*ACTION ITEM*: An exact copy of every record, with no pictures, please.

-- -- --

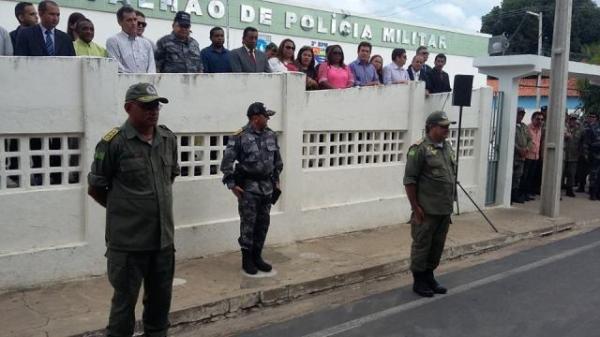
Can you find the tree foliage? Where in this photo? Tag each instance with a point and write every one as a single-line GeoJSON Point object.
{"type": "Point", "coordinates": [589, 94]}
{"type": "Point", "coordinates": [522, 29]}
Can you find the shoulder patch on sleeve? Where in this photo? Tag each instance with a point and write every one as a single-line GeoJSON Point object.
{"type": "Point", "coordinates": [162, 126]}
{"type": "Point", "coordinates": [110, 134]}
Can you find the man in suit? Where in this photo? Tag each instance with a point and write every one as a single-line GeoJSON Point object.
{"type": "Point", "coordinates": [247, 59]}
{"type": "Point", "coordinates": [26, 15]}
{"type": "Point", "coordinates": [416, 71]}
{"type": "Point", "coordinates": [438, 80]}
{"type": "Point", "coordinates": [44, 39]}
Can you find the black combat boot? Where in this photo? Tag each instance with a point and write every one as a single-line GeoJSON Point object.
{"type": "Point", "coordinates": [420, 285]}
{"type": "Point", "coordinates": [259, 262]}
{"type": "Point", "coordinates": [248, 262]}
{"type": "Point", "coordinates": [433, 283]}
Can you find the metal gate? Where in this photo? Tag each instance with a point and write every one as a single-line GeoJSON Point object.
{"type": "Point", "coordinates": [494, 148]}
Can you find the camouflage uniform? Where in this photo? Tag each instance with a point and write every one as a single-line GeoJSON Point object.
{"type": "Point", "coordinates": [138, 178]}
{"type": "Point", "coordinates": [522, 142]}
{"type": "Point", "coordinates": [176, 56]}
{"type": "Point", "coordinates": [257, 170]}
{"type": "Point", "coordinates": [572, 150]}
{"type": "Point", "coordinates": [591, 148]}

-- -- --

*TASK ANSWER*:
Can you find the tree foliage? Where in this photo? Tag each instance with a point and write every one as a single-line GeoJSON Point object.
{"type": "Point", "coordinates": [589, 94]}
{"type": "Point", "coordinates": [522, 29]}
Can you find the shoulder patch on sleeve? Where in this photo? Tag each instance with a point and write every one as a single-line GeoJSON Point object.
{"type": "Point", "coordinates": [162, 126]}
{"type": "Point", "coordinates": [110, 134]}
Can you find the man in suit? Where in this photo? Tag each instance with a point and write every one as a single-line GeoJSON Point object.
{"type": "Point", "coordinates": [247, 59]}
{"type": "Point", "coordinates": [26, 15]}
{"type": "Point", "coordinates": [416, 71]}
{"type": "Point", "coordinates": [438, 80]}
{"type": "Point", "coordinates": [44, 39]}
Can you find the black combat boot? Where in this photo? Tag each instance with a point and write every one as a single-line GeoJSON Point object.
{"type": "Point", "coordinates": [420, 285]}
{"type": "Point", "coordinates": [259, 262]}
{"type": "Point", "coordinates": [248, 262]}
{"type": "Point", "coordinates": [433, 283]}
Can you find the metal gate? Where in this photo? Tag each instance with a point and write every one as a single-line GeoJSON Point object.
{"type": "Point", "coordinates": [494, 148]}
Can you find the camouflage uniform? Where in this photo? Tag each instance with a point and write every one as a single-line GeoJSON Point object.
{"type": "Point", "coordinates": [138, 178]}
{"type": "Point", "coordinates": [522, 142]}
{"type": "Point", "coordinates": [176, 56]}
{"type": "Point", "coordinates": [257, 170]}
{"type": "Point", "coordinates": [572, 150]}
{"type": "Point", "coordinates": [591, 148]}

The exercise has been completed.